==== SUPPLIED RECORDS
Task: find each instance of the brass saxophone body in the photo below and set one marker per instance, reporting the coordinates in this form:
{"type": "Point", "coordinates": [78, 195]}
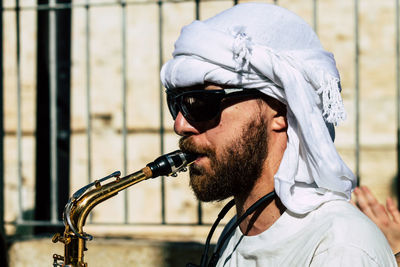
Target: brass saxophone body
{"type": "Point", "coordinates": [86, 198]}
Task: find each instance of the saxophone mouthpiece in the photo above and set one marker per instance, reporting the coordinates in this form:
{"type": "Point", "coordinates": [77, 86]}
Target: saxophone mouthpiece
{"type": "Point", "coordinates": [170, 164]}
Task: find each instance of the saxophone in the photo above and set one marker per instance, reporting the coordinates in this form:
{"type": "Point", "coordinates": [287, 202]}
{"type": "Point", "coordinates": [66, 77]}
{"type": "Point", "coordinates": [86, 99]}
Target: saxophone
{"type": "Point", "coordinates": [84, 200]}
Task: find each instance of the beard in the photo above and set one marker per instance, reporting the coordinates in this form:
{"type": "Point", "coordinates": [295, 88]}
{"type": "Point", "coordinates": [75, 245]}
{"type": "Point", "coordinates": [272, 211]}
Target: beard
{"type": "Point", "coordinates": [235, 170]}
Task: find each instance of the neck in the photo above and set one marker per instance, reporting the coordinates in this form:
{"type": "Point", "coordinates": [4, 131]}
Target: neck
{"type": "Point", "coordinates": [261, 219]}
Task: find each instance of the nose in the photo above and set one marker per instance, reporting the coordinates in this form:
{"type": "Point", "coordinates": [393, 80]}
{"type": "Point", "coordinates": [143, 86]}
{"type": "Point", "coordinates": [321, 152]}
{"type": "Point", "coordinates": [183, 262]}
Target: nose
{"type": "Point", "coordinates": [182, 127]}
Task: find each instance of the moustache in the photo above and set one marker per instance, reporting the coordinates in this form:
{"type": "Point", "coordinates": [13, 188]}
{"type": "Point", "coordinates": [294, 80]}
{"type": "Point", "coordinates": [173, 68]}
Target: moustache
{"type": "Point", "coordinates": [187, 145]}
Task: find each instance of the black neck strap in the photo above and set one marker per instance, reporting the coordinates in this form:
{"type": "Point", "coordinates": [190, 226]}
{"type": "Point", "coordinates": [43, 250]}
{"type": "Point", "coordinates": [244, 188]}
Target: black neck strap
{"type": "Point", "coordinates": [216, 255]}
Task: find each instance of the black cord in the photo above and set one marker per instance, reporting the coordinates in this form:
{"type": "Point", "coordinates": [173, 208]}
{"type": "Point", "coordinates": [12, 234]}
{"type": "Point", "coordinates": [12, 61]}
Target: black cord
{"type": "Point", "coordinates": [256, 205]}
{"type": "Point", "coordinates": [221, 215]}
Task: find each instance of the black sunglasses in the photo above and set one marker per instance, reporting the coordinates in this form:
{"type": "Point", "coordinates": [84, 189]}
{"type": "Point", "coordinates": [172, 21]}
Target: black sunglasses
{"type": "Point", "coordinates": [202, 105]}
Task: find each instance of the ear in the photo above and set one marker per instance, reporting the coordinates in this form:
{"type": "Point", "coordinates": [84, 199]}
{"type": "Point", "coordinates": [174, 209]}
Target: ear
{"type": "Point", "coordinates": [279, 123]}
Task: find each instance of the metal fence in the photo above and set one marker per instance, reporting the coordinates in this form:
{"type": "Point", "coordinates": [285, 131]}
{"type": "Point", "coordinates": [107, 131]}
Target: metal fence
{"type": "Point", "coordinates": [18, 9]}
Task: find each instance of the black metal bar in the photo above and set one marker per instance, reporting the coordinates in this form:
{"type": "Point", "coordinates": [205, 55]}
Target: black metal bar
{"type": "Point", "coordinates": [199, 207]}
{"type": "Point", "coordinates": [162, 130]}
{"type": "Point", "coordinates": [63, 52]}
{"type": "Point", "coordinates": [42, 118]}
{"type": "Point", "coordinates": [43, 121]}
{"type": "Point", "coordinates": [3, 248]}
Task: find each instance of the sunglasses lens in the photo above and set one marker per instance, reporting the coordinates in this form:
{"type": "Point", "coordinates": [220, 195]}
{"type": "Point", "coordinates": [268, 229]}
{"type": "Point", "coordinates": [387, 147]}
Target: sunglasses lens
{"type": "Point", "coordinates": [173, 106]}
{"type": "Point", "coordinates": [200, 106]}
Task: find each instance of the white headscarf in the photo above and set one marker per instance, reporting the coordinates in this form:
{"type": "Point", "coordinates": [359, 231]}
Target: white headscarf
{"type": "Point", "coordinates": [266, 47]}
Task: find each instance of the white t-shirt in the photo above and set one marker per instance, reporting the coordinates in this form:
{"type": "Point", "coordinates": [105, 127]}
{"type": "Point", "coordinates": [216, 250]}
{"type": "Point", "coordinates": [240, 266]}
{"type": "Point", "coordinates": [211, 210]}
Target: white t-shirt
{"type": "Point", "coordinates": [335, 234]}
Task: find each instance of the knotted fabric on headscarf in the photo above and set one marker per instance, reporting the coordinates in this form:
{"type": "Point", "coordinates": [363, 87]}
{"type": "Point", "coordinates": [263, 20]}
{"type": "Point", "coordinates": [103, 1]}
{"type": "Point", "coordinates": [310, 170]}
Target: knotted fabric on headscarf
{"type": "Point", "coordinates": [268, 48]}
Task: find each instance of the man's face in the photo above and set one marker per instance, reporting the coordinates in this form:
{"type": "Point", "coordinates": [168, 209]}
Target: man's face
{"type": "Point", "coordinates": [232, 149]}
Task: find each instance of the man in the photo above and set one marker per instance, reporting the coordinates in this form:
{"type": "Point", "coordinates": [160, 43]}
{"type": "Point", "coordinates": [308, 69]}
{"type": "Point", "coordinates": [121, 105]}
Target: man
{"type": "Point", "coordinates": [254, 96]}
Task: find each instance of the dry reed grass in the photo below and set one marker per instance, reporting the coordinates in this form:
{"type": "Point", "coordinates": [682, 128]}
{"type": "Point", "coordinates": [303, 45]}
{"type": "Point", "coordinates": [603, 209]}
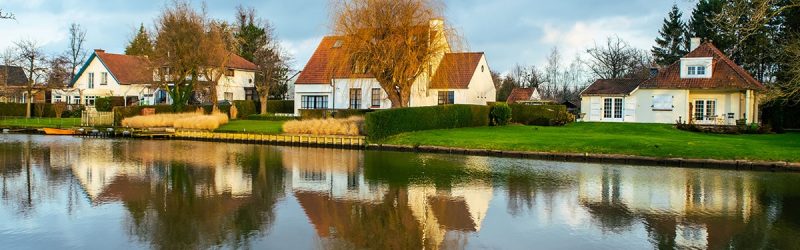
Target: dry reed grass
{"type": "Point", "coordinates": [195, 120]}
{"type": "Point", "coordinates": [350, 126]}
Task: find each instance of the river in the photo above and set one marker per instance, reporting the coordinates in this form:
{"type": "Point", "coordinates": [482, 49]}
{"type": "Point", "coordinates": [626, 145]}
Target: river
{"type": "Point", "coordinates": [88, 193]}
========
==== SUPPLIED RECORDS
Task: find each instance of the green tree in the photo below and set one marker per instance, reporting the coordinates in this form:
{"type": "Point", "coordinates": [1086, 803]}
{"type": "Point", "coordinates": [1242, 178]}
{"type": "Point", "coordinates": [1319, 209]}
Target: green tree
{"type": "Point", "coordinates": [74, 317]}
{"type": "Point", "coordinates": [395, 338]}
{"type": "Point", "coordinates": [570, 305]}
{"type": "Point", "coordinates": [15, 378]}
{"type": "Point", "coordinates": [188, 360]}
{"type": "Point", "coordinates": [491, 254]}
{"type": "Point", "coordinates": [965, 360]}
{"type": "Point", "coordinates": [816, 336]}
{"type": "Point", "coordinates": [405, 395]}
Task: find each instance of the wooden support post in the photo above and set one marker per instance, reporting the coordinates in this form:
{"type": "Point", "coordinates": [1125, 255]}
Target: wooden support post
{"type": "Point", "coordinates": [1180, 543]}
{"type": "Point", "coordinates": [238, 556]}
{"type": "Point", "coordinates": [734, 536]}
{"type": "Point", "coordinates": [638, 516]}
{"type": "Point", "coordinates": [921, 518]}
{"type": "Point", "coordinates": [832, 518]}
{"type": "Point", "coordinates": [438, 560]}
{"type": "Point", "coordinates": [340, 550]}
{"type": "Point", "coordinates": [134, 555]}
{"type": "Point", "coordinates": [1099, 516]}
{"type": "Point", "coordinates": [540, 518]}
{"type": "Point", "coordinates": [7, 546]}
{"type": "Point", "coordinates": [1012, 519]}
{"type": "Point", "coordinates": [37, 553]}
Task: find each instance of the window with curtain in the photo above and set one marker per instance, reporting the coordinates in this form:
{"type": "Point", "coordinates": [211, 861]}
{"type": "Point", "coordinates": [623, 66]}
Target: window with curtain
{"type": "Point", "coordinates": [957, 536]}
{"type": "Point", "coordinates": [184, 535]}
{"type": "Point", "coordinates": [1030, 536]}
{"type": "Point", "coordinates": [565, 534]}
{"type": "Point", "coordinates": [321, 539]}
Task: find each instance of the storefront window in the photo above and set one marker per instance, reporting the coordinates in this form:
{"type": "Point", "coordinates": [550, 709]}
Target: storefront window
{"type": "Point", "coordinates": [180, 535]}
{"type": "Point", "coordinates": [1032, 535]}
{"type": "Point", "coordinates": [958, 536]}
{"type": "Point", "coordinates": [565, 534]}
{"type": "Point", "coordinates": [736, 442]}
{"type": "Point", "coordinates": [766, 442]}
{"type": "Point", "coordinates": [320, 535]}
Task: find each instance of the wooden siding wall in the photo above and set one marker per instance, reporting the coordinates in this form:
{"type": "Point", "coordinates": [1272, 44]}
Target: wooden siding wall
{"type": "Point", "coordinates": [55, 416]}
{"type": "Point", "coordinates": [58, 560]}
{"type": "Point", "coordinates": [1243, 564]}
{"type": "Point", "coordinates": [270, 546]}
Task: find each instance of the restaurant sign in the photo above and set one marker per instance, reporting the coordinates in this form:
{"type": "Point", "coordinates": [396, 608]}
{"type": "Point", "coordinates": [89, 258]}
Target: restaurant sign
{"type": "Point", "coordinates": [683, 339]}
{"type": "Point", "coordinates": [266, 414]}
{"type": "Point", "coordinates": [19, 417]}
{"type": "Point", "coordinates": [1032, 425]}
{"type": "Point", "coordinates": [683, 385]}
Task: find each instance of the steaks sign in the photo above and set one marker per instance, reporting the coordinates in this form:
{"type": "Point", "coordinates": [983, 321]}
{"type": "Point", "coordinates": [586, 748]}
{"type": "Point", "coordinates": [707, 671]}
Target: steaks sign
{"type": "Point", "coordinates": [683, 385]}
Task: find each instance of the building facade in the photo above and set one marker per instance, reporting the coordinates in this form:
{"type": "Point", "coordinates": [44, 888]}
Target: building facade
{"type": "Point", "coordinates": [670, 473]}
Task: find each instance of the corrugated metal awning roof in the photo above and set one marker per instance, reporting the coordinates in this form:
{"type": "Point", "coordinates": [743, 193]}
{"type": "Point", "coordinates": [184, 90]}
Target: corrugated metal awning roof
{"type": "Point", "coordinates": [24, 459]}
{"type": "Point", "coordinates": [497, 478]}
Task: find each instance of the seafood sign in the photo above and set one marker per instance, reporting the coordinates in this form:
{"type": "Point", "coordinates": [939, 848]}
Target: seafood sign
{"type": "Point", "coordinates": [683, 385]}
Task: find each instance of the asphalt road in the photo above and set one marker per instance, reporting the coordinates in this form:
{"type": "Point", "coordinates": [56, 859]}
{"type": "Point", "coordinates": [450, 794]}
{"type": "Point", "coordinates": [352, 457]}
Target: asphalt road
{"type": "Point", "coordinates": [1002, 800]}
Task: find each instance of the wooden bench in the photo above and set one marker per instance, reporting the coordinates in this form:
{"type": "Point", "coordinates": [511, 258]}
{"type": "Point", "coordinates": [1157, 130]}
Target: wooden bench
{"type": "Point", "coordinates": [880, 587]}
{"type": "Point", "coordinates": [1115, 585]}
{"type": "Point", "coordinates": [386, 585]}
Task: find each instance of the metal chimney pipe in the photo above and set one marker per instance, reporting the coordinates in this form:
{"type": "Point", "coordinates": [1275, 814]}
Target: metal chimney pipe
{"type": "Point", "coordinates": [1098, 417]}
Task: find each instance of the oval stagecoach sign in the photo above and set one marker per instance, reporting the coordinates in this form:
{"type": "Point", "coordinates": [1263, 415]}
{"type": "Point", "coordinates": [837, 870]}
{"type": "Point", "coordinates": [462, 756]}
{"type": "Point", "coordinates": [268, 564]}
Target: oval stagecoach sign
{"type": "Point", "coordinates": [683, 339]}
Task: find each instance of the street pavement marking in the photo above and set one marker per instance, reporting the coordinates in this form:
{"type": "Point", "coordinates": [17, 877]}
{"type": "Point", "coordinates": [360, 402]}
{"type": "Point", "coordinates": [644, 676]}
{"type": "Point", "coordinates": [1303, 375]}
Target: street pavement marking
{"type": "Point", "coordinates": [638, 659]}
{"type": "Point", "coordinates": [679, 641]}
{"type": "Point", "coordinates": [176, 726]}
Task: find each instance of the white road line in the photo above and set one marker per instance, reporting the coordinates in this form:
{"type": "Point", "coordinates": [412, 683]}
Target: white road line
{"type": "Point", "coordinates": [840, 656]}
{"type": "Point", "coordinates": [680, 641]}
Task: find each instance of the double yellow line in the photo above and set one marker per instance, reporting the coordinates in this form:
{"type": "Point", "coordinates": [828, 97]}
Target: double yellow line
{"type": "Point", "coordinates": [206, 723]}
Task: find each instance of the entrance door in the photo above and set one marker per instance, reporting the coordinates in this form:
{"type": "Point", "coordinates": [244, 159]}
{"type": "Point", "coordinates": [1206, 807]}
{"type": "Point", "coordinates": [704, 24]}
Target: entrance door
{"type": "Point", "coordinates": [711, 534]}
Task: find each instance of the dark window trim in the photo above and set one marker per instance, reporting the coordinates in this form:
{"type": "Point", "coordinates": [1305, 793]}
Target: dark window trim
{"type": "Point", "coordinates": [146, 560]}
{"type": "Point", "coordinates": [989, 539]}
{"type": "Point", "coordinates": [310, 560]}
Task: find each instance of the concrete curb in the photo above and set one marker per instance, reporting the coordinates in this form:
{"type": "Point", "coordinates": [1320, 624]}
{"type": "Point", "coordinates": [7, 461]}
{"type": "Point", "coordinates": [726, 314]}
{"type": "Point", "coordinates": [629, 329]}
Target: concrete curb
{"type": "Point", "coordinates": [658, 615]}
========
◆ STATED EXERCISE
Find every line above that contains the word "mouthpiece" and copy each one in full.

◆ COMPLETE ANSWER
Task: find each instance of the saxophone mouthpiece in the photo above and set one marker per instance, reporting the coordinates in this form:
Target: saxophone mouthpiece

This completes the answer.